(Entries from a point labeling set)
================================

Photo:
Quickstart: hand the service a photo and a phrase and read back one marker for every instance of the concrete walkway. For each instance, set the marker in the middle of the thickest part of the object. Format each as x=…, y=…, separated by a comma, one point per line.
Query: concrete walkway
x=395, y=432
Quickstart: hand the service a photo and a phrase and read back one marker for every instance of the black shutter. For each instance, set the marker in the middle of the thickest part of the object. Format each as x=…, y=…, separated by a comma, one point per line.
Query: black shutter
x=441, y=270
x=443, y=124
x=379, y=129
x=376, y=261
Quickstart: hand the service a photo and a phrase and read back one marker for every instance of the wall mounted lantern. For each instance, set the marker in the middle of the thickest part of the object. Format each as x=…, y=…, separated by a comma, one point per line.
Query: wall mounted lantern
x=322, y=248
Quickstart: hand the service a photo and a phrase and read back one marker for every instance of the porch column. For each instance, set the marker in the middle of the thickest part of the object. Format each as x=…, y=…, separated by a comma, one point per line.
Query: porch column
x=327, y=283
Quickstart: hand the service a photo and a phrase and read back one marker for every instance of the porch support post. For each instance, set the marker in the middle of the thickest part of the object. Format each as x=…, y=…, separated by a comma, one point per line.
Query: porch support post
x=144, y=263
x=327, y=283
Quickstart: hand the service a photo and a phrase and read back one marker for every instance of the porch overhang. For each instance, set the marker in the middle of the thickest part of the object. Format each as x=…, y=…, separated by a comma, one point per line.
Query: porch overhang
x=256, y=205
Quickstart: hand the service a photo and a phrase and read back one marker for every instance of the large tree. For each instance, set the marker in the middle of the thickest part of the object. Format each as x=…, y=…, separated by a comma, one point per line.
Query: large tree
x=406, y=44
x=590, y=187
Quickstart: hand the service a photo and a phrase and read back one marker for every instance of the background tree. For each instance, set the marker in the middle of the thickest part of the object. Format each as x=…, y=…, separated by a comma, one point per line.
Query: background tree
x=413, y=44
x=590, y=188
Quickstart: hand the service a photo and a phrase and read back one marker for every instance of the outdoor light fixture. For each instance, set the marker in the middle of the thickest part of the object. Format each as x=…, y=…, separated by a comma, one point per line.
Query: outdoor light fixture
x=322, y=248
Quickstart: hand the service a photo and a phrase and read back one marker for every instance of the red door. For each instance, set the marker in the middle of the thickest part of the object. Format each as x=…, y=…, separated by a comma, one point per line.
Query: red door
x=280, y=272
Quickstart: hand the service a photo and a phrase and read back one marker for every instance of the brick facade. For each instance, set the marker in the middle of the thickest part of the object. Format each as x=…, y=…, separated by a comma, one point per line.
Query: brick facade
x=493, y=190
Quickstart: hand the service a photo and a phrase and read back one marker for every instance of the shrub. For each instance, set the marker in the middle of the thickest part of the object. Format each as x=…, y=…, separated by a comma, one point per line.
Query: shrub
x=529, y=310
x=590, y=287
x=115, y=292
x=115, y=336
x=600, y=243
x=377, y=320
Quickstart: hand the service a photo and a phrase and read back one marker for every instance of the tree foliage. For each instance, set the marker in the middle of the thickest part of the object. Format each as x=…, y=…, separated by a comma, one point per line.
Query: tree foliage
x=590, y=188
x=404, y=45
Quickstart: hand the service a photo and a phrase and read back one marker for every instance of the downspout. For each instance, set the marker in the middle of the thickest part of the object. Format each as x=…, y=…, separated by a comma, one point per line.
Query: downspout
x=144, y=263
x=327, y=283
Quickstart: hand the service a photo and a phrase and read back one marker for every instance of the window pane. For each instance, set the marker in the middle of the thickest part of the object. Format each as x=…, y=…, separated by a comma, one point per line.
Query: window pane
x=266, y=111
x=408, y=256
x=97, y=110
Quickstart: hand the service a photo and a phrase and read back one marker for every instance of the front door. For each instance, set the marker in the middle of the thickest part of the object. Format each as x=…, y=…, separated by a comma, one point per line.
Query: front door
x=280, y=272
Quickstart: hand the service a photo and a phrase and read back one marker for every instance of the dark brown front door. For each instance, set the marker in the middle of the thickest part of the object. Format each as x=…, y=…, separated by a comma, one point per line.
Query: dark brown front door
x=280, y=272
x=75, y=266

================================

PROBLEM TO SOLVE -
Can you set down, word for word, everything in the entries from the line containing "of the black" down to the line containing "x=376, y=261", including both of those lines?

REPLY -
Quickstart: hand the service a photo and a phrase and read back one marker for every instance of the black shutter. For each instance, set the marker in the middle of the thickest part of the object. Format each as x=…, y=…, separated by a comma, one point per line.
Query: black shutter
x=441, y=270
x=443, y=124
x=379, y=129
x=376, y=261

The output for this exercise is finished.